Instruction - Render the material again word for word, skipping the pictures in it.
[begin Data for this exercise]
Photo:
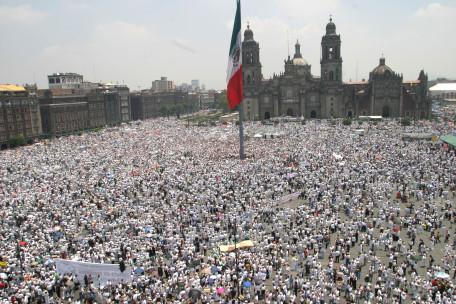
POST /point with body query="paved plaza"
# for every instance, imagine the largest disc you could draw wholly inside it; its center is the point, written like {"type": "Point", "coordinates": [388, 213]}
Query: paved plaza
{"type": "Point", "coordinates": [335, 215]}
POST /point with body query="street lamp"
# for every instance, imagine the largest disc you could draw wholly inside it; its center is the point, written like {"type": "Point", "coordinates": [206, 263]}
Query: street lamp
{"type": "Point", "coordinates": [18, 221]}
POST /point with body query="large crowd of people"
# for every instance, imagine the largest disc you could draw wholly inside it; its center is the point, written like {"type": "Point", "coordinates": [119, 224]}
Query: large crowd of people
{"type": "Point", "coordinates": [373, 220]}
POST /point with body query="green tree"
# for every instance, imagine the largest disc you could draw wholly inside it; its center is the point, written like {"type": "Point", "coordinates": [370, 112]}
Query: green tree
{"type": "Point", "coordinates": [406, 121]}
{"type": "Point", "coordinates": [347, 122]}
{"type": "Point", "coordinates": [16, 141]}
{"type": "Point", "coordinates": [222, 102]}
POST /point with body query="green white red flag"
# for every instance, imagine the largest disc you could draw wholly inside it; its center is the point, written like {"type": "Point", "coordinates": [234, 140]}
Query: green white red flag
{"type": "Point", "coordinates": [234, 91]}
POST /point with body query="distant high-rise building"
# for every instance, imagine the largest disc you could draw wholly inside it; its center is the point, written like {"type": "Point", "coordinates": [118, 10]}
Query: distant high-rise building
{"type": "Point", "coordinates": [195, 85]}
{"type": "Point", "coordinates": [162, 85]}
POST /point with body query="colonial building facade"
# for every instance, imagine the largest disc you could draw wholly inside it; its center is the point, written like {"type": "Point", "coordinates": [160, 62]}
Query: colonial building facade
{"type": "Point", "coordinates": [296, 92]}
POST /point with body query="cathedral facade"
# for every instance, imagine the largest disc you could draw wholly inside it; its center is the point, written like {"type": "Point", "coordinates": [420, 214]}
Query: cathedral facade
{"type": "Point", "coordinates": [296, 92]}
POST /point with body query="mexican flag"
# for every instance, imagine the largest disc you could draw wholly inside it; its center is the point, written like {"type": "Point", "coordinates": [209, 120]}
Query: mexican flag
{"type": "Point", "coordinates": [234, 72]}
[end Data for this exercise]
Task output -
Photo:
POST /point with body query="paved plaza"
# for every instance, imagine the largest disc you could draw wholly inside it; its center is the point, written like {"type": "Point", "coordinates": [388, 213]}
Query: paved plaza
{"type": "Point", "coordinates": [335, 215]}
POST /point with body query="street lamp"
# for every instance, imagine the largest disc you could draw wholly inside it; its center is the point, written like {"type": "Point", "coordinates": [206, 263]}
Query: street lamp
{"type": "Point", "coordinates": [18, 221]}
POST /point with body query="large crowd of people"
# for every instance, imagine the largest disc you could draw wholly inside it; its center is the point, written like {"type": "Point", "coordinates": [119, 224]}
Query: large crowd of people
{"type": "Point", "coordinates": [373, 220]}
POST /point with body query="green tree"
# for every instance, imagine the largest disc you could draw wholly inside it; its center is the point, written like {"type": "Point", "coordinates": [370, 112]}
Query: green tree
{"type": "Point", "coordinates": [406, 121]}
{"type": "Point", "coordinates": [347, 122]}
{"type": "Point", "coordinates": [16, 141]}
{"type": "Point", "coordinates": [222, 102]}
POST /point with body query="green white red flag"
# for every instance, imagine the largest disc you could draw wholly inside it; its center is the point, written like {"type": "Point", "coordinates": [234, 140]}
Query: green white red flag
{"type": "Point", "coordinates": [234, 91]}
POST /point with body query="distant high-rise building"
# for every instance, imagine the largest disc you could draw wholly inside it; its center is the point, written like {"type": "Point", "coordinates": [118, 10]}
Query: distant high-rise building
{"type": "Point", "coordinates": [195, 85]}
{"type": "Point", "coordinates": [162, 85]}
POST /point with body query="colonial building facade"
# for every instance, imagine the largest disc you could draw wholly inside it; its center is the point, written like {"type": "Point", "coordinates": [160, 62]}
Query: colonial building facade
{"type": "Point", "coordinates": [296, 92]}
POST /point with body query="cathedral facade"
# for every instance, imagine the largest disc you could draw wholly inside it; its center is the point, written like {"type": "Point", "coordinates": [420, 214]}
Query: cathedral facade
{"type": "Point", "coordinates": [296, 92]}
POST /point with body query="mexican flag"
# for every instance, imagine the largest disc you could draw wholly inside it; its center is the point, written like {"type": "Point", "coordinates": [209, 120]}
Query: mexican flag
{"type": "Point", "coordinates": [234, 72]}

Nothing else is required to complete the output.